- _WHAT THE TASK ASKS_: Switch every occurrence of "Target" to "Object" in the lines below, leaving all else unchanged.

- _RECORDS SUPPLIED_:
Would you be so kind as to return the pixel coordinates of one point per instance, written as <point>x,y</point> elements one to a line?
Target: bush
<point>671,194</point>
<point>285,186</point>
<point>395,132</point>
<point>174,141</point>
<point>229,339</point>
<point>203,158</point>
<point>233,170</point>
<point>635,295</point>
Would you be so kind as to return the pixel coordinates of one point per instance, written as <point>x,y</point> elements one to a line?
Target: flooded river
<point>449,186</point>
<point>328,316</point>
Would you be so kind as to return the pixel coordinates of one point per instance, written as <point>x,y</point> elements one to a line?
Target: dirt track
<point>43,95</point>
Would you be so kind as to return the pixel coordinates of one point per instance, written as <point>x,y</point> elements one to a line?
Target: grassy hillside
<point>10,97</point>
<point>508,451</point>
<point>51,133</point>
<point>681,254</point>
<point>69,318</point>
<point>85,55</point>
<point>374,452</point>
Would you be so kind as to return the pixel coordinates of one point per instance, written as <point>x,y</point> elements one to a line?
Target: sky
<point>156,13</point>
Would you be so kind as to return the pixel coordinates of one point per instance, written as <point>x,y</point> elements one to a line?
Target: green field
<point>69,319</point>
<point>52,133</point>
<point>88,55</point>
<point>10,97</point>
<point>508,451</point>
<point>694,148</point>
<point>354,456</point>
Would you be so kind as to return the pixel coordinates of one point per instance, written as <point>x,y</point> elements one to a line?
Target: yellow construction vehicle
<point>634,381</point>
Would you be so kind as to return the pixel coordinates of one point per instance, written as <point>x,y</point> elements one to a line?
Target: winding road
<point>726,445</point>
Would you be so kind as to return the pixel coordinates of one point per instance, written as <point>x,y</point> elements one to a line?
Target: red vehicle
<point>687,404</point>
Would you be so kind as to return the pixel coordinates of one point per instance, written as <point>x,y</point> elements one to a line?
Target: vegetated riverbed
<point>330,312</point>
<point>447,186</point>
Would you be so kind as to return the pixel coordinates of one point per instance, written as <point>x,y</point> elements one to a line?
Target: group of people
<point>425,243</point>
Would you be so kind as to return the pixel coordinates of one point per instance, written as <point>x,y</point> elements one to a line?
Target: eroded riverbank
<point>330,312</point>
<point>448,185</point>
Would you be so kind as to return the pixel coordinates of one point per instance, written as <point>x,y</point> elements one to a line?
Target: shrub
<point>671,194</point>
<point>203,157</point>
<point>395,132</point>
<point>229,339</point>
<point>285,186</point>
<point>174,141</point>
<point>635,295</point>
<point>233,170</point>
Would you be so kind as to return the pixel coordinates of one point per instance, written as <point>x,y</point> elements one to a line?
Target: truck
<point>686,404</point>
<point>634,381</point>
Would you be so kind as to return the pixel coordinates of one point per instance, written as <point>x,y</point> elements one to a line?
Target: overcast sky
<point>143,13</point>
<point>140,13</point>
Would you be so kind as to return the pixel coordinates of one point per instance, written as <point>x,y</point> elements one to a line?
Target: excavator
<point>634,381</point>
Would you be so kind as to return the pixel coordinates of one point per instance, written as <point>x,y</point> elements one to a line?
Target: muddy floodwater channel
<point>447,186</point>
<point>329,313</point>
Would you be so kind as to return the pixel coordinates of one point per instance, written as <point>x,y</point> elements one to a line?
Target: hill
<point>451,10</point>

- _SOLUTION TO THE EXERCISE_:
Would you be so kind as to return the pixel coordinates of one point per instance, written as <point>x,y</point> elements one to a line?
Object: bush
<point>671,194</point>
<point>285,186</point>
<point>395,132</point>
<point>174,141</point>
<point>229,339</point>
<point>203,158</point>
<point>233,170</point>
<point>635,295</point>
Would you be so kind as to return the pixel coordinates of one point per instance, written as <point>x,y</point> elements one to a line?
Object: flooded river
<point>449,186</point>
<point>328,316</point>
Would you be so kind as to return the pixel coordinates of one point per instance, written as <point>x,y</point> elements one to a line?
Object: dirt track
<point>43,95</point>
Would you be so kind as to return the pixel coordinates of one point per instance, written as <point>x,y</point> elements one to a line?
Object: grassy hillside
<point>10,97</point>
<point>508,451</point>
<point>51,133</point>
<point>681,254</point>
<point>69,318</point>
<point>85,55</point>
<point>374,452</point>
Would you be so kind as to return the pixel coordinates of one point per instance, written as <point>x,y</point> elements one to a line?
Object: sky
<point>156,13</point>
Would you be so kind as to return the pixel coordinates of one point per instance, written as <point>x,y</point> elements one to a line?
Object: green field
<point>69,319</point>
<point>52,133</point>
<point>88,55</point>
<point>10,97</point>
<point>508,451</point>
<point>694,148</point>
<point>354,456</point>
Would you be so kind as to return the pixel coordinates of one point per instance, written as <point>x,y</point> elements one to a line?
Object: yellow construction vehicle
<point>634,381</point>
Would you be so kind as to return the pixel coordinates of one point per instance, written as <point>x,y</point> elements one to a line?
Object: winding road
<point>726,445</point>
Would you be so kind as to return the pixel coordinates of one point per instance, written as <point>x,y</point> elements one to a line?
Object: red vehicle
<point>687,404</point>
Would you be so kind as to return the pixel coordinates of one point per instance, written as <point>x,y</point> elements one to a line?
Object: vegetated riverbed
<point>330,312</point>
<point>447,186</point>
Would you be so kind as to return the pixel coordinates of one point per instance, written as <point>x,y</point> elements one to a line?
Object: group of people
<point>425,243</point>
Would you be so kind as to return the pixel coordinates of one point per instance, written as <point>x,y</point> elements one to a line?
Object: eroded riverbank
<point>330,312</point>
<point>448,185</point>
Would you be so kind as to return the pixel coordinates of one point per instance, written as <point>x,y</point> elements one to a line?
Object: shrub
<point>671,194</point>
<point>203,157</point>
<point>395,132</point>
<point>229,339</point>
<point>285,186</point>
<point>174,141</point>
<point>635,295</point>
<point>233,170</point>
Would you be so kind as to return the pixel coordinates of one point per instance, written as <point>x,y</point> elements one to a line?
Object: truck
<point>686,404</point>
<point>634,381</point>
Would you be so kind as to return the pixel coordinates of one point per instance, written as <point>x,y</point> elements one to a line?
Object: overcast sky
<point>143,13</point>
<point>140,13</point>
Would you be so kind as to return the pixel coordinates of one point per instance, written as <point>x,y</point> elements one to a line?
Object: excavator
<point>634,381</point>
Would you be so kind as to return the pixel coordinates of one point per instance, written as <point>x,y</point> elements one to a line?
Object: muddy floodwater channel
<point>447,186</point>
<point>329,313</point>
Would you be so kind as to return the pixel coordinates of one point per instance, written as <point>x,y</point> elements one to a line?
Object: hill
<point>451,10</point>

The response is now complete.